REQUIRED WORK: Reproduce the data below in full and exclude every picture.

--------

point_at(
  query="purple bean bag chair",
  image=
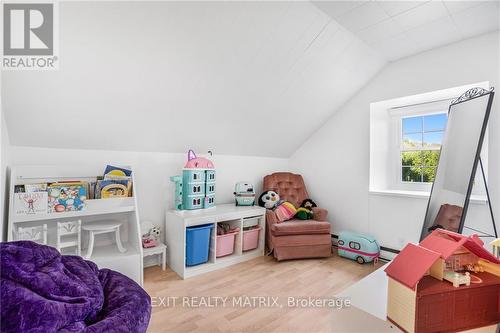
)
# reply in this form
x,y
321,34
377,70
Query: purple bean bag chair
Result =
x,y
43,291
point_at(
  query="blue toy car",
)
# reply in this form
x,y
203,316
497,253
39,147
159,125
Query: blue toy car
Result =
x,y
361,248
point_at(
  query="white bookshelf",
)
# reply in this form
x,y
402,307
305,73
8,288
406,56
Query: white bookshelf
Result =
x,y
105,254
177,222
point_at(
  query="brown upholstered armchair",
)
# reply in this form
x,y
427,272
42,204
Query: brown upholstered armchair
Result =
x,y
296,238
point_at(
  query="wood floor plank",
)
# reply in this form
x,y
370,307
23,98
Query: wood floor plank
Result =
x,y
263,276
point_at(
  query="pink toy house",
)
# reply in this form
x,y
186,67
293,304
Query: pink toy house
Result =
x,y
429,289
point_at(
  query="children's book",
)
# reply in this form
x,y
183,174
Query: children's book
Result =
x,y
35,187
19,189
33,203
67,197
117,171
113,188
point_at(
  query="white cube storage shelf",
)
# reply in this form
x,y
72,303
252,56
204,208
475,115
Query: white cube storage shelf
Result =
x,y
105,253
177,221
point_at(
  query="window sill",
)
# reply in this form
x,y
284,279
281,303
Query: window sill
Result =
x,y
476,199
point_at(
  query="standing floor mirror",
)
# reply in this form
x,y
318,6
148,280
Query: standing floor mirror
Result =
x,y
459,160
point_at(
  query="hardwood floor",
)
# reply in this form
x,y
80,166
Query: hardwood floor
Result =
x,y
316,278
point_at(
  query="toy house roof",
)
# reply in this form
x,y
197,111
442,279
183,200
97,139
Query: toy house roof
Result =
x,y
447,242
412,263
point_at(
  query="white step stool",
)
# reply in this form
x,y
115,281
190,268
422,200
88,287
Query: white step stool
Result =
x,y
160,249
103,227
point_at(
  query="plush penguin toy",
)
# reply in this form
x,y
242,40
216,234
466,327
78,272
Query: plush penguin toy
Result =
x,y
304,212
284,210
269,200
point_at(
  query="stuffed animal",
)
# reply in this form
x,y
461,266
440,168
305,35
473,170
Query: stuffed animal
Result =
x,y
304,212
284,210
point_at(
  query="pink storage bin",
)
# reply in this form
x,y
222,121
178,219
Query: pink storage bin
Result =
x,y
225,244
251,239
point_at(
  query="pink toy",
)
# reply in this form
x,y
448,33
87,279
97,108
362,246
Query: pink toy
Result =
x,y
148,242
197,162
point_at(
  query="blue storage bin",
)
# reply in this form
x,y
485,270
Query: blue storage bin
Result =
x,y
198,244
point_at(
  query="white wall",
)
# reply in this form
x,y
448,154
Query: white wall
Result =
x,y
152,171
335,160
202,74
4,162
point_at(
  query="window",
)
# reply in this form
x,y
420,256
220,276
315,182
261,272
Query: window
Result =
x,y
421,138
354,245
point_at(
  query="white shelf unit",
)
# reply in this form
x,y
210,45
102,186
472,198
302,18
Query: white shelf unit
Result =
x,y
105,254
177,221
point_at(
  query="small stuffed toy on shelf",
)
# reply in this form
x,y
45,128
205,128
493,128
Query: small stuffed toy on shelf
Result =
x,y
284,210
304,212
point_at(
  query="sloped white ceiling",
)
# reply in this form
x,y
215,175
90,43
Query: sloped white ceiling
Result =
x,y
248,78
399,29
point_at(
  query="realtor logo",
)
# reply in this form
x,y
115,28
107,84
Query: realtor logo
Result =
x,y
29,36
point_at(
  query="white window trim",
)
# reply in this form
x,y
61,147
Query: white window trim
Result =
x,y
385,140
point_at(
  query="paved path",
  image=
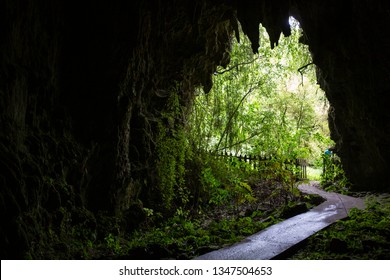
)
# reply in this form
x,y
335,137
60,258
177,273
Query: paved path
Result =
x,y
276,239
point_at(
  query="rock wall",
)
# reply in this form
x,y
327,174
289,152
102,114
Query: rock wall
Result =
x,y
82,90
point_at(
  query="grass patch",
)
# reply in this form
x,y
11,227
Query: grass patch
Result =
x,y
364,235
314,174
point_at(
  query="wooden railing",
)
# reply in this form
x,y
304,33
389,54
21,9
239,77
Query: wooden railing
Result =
x,y
256,161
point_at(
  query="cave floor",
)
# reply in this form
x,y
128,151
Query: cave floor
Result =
x,y
273,242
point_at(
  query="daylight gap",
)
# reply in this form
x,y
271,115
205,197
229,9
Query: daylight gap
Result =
x,y
267,104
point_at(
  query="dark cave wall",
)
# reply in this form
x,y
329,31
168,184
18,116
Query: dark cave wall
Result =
x,y
82,90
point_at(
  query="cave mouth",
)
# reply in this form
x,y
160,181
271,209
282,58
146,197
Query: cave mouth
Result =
x,y
266,104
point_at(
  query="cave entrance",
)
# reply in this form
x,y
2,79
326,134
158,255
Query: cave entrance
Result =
x,y
265,104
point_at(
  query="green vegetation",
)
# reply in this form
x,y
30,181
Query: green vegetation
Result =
x,y
363,235
262,105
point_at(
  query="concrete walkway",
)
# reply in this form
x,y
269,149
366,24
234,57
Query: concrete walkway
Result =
x,y
276,239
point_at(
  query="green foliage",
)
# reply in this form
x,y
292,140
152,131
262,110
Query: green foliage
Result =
x,y
333,178
261,104
172,153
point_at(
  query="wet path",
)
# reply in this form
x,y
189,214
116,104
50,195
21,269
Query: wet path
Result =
x,y
276,239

--------

SOLUTION:
point_at(
  query="purple bean bag chair",
  image=
)
# reply in this form
x,y
321,34
377,70
Query: purple bean bag chair
Result =
x,y
43,291
point_at(
  query="blue toy car",
)
# reply in this form
x,y
203,316
497,253
39,147
159,125
Query: blue toy car
Result =
x,y
361,248
point_at(
  query="white bookshelf",
)
# reply in this form
x,y
402,307
305,73
8,288
406,56
Query: white bookshelf
Result =
x,y
105,254
177,222
point_at(
  query="brown upholstered armchair",
)
# reply in this form
x,y
427,272
42,204
Query: brown upholstered armchair
Result =
x,y
296,238
point_at(
  query="wood floor plank",
)
# reply in this form
x,y
370,307
23,98
Query: wood floor plank
Result =
x,y
263,276
point_at(
  query="pink toy house",
)
# reply in this form
x,y
186,67
293,304
Query: pink toy house
Result =
x,y
429,289
point_at(
  query="children's book",
)
# reply in this form
x,y
183,174
Query: children's book
Result =
x,y
35,187
19,189
33,203
67,197
117,171
113,188
point_at(
  query="white cube storage shelf",
)
# reply in this form
x,y
72,303
252,56
204,208
475,115
Query: white cube storage shelf
Result =
x,y
105,253
177,221
point_at(
  query="window sill",
)
# reply in this form
x,y
284,279
281,303
Query: window sill
Result =
x,y
476,199
point_at(
  query="standing floor mirror",
)
# reply in this form
x,y
318,6
148,280
Query: standing floor mirror
Result =
x,y
459,160
point_at(
  query="hardwood floor",
)
# reply in this form
x,y
80,166
Query: hardwood floor
Result =
x,y
316,278
point_at(
  query="toy house roof",
)
# reply in this form
x,y
197,111
442,279
183,200
97,139
Query: toy house roof
Result =
x,y
447,242
412,263
point_at(
  query="white step stool",
)
# reply in this form
x,y
115,281
190,268
422,200
88,287
Query: white step stool
Result =
x,y
160,249
103,227
point_at(
  query="plush penguin toy",
)
# reply in this form
x,y
242,40
216,234
466,327
78,272
Query: plush penguin toy
Result =
x,y
304,212
284,210
269,200
point_at(
  query="stuffed animal",
)
# reply in this form
x,y
461,266
440,168
305,35
473,170
Query: stuffed animal
Result =
x,y
304,212
284,210
point_at(
  query="pink storage bin",
)
# reply in this form
x,y
222,121
178,219
Query: pink storage bin
Result =
x,y
225,244
251,239
point_at(
  query="pink toy",
)
# reply in this form
x,y
448,33
87,279
97,108
362,246
Query: pink toy
Result =
x,y
148,242
197,162
point_at(
  query="blue storage bin",
)
# reply in this form
x,y
485,270
Query: blue storage bin
Result =
x,y
198,244
point_at(
  query="white wall",
)
# reply in this form
x,y
448,154
Query: white wall
Result =
x,y
152,171
335,160
202,74
4,162
point_at(
  query="window",
)
# reply in this form
x,y
420,256
220,276
315,182
261,272
Query: window
Result =
x,y
421,138
354,245
point_at(
  query="white shelf unit",
)
# reply in this form
x,y
210,45
102,186
472,198
302,18
Query: white shelf unit
Result =
x,y
105,254
177,221
point_at(
  query="small stuffed toy on shelf",
)
# reply in this form
x,y
45,128
205,128
493,128
Query: small stuffed toy on shelf
Result =
x,y
284,210
304,212
point_at(
  query="sloped white ceiling",
)
# reply in this form
x,y
215,175
90,43
Query: sloped white ceiling
Result =
x,y
248,78
399,29
point_at(
  query="realtor logo",
)
# reply in this form
x,y
115,28
107,84
Query: realtor logo
Result =
x,y
29,36
point_at(
  query="white window trim",
)
# reply in this form
x,y
61,147
Query: white window trim
Result =
x,y
385,140
point_at(
  query="paved path",
  image=
)
# reply in this form
x,y
335,137
60,258
177,273
Query: paved path
Result =
x,y
276,239
point_at(
  query="rock wall",
)
# reply in this form
x,y
327,174
289,152
102,114
Query: rock wall
Result =
x,y
82,90
point_at(
  query="grass patch",
)
# reply in this form
x,y
11,227
Query: grass patch
Result =
x,y
364,235
314,174
point_at(
  query="wooden railing",
)
# reply in this form
x,y
304,33
389,54
21,9
239,77
Query: wooden railing
Result =
x,y
256,161
point_at(
  query="cave floor",
)
# reply in this form
x,y
128,151
Query: cave floor
Result =
x,y
273,242
point_at(
  query="daylight gap",
)
# reply in this form
x,y
271,115
205,197
229,9
Query: daylight gap
Result =
x,y
267,104
point_at(
  query="dark cave wall",
)
# reply in this form
x,y
329,31
168,184
18,116
Query: dark cave wall
Result =
x,y
82,90
point_at(
  query="cave mouth",
)
# reply in this form
x,y
160,181
271,209
282,58
146,197
Query: cave mouth
Result =
x,y
266,104
point_at(
  query="cave entrance",
)
# reply in this form
x,y
2,79
326,134
158,255
Query: cave entrance
Result =
x,y
265,104
point_at(
  query="green vegetation",
)
# reply in this form
x,y
30,181
Query: green vegetation
Result =
x,y
363,235
262,105
point_at(
  query="concrete walkway",
)
# reply in this form
x,y
269,149
366,24
234,57
Query: concrete walkway
Result =
x,y
276,239
point_at(
  query="green foliage",
)
# reply in this form
x,y
292,140
152,131
262,110
Query: green foliage
Result =
x,y
333,178
261,104
172,153
point_at(
  query="wet path",
)
# reply in this form
x,y
189,214
116,104
50,195
21,269
Query: wet path
Result =
x,y
276,239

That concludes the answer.